Assignment |
After reading the records, print them all again exactly as they stand.

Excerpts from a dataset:
========

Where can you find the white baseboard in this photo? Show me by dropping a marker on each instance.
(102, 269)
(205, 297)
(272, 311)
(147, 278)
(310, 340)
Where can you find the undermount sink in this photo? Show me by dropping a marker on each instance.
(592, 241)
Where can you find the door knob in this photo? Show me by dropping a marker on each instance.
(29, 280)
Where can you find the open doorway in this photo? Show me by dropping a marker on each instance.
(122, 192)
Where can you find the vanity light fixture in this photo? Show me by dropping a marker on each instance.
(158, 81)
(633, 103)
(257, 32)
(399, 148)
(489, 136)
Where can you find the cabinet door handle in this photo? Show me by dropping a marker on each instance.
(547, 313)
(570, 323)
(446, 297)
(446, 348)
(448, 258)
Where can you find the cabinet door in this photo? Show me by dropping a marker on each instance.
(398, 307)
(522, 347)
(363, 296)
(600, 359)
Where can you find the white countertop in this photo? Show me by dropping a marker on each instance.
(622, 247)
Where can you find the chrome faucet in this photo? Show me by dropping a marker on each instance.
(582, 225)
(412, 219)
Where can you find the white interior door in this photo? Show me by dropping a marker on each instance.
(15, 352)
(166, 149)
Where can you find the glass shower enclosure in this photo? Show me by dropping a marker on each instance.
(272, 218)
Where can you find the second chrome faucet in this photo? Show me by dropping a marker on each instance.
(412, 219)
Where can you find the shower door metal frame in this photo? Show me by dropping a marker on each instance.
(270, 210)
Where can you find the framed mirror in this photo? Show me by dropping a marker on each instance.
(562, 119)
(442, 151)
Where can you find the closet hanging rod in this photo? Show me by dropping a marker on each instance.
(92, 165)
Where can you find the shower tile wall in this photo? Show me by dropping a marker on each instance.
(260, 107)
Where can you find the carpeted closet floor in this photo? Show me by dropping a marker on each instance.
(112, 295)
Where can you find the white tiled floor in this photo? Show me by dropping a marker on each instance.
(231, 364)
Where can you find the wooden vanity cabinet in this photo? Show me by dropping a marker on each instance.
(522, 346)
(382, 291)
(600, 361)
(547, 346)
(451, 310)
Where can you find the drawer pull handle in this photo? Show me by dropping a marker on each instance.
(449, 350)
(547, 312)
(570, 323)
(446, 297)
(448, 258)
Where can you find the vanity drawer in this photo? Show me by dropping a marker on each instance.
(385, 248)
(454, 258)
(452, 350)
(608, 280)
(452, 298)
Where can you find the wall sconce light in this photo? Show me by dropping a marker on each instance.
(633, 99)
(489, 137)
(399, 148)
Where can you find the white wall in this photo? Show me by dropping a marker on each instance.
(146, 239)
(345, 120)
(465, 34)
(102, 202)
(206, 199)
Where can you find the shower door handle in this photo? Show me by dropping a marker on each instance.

========

Problem solution |
Where can you find the white baseboard in this photo? Show me by dropping a marker on each instance.
(102, 269)
(205, 297)
(272, 311)
(147, 278)
(310, 340)
Where can you find the undermount sink in this photo? Show me by dropping a marker on each instance.
(592, 241)
Where can you find the door knob in this photo? Show me by dropping a marker on each instance.
(29, 280)
Where can you find the open doorway in this photo? Show me by dropping a marker on each instance.
(122, 192)
Where can you find the vanity light fixture in this photo? Show me by dropping a marker on each instance.
(158, 81)
(633, 103)
(257, 32)
(399, 148)
(489, 136)
Where can you find the cabinet door handle in this photo? Show me by dropping a marker on each instance.
(547, 313)
(570, 323)
(446, 297)
(446, 348)
(448, 258)
Where can you find the cabinet door in this photo? Show me by dropping a marker on each instance.
(398, 307)
(522, 347)
(363, 296)
(600, 359)
Where can you find the white countertop in this photo? Show me by dropping a marker on each instance.
(622, 247)
Where can you find the chrome faucet in this photo? Show me by dropping a marker on each instance.
(582, 225)
(412, 219)
Where can you find the white interior door in this photo? Show me by dropping a marker on each instance.
(15, 352)
(166, 149)
Where can you find the glass shower enclosure in this photo? Show me by dropping a marker on each instance.
(272, 218)
Where can you find the second chrome faucet in this photo? Show me by dropping a marker on each instance.
(412, 219)
Where can you find the shower door metal frame in this photo? Show me by dropping a marker on each instance.
(270, 210)
Where can you find the framed mirror in this photo? Show me by dropping a marker on each instance.
(562, 119)
(442, 151)
Where can you find the closet hanging rod in this photo? Show me by dropping a marker on each instance.
(92, 165)
Where can you find the shower tile wall in this photo? Show me by dropping a marker on each instance.
(260, 107)
Where can you find the carpeted closet floor in this photo? Show me by dropping a marker on each instance.
(112, 295)
Where can you find the white tiled floor in this photo? Show me by dropping a marker on each instance.
(231, 364)
Where can you find the wooden vanity cabinet in this photo? Show me by dropping a marker on each instance.
(522, 346)
(382, 291)
(600, 361)
(547, 346)
(451, 310)
Where can you find the drawer pull handle in this photo? Show me by dropping a marker on each instance.
(449, 350)
(547, 312)
(570, 323)
(446, 297)
(448, 258)
Where can you find the vanity drawer in this photo? Show me by dropping a marker on each instance.
(385, 248)
(454, 258)
(452, 350)
(608, 280)
(452, 298)
Where can you find the wall sconce light in this photo? Show me by dropping a marker on each instance.
(633, 99)
(489, 137)
(399, 148)
Where can you find the white wall in this photo? Show me by dropping a marker on each instance.
(146, 239)
(345, 120)
(465, 34)
(102, 202)
(206, 199)
Where can you find the shower door handle in this photo? Show me by dropping a marker on each instance.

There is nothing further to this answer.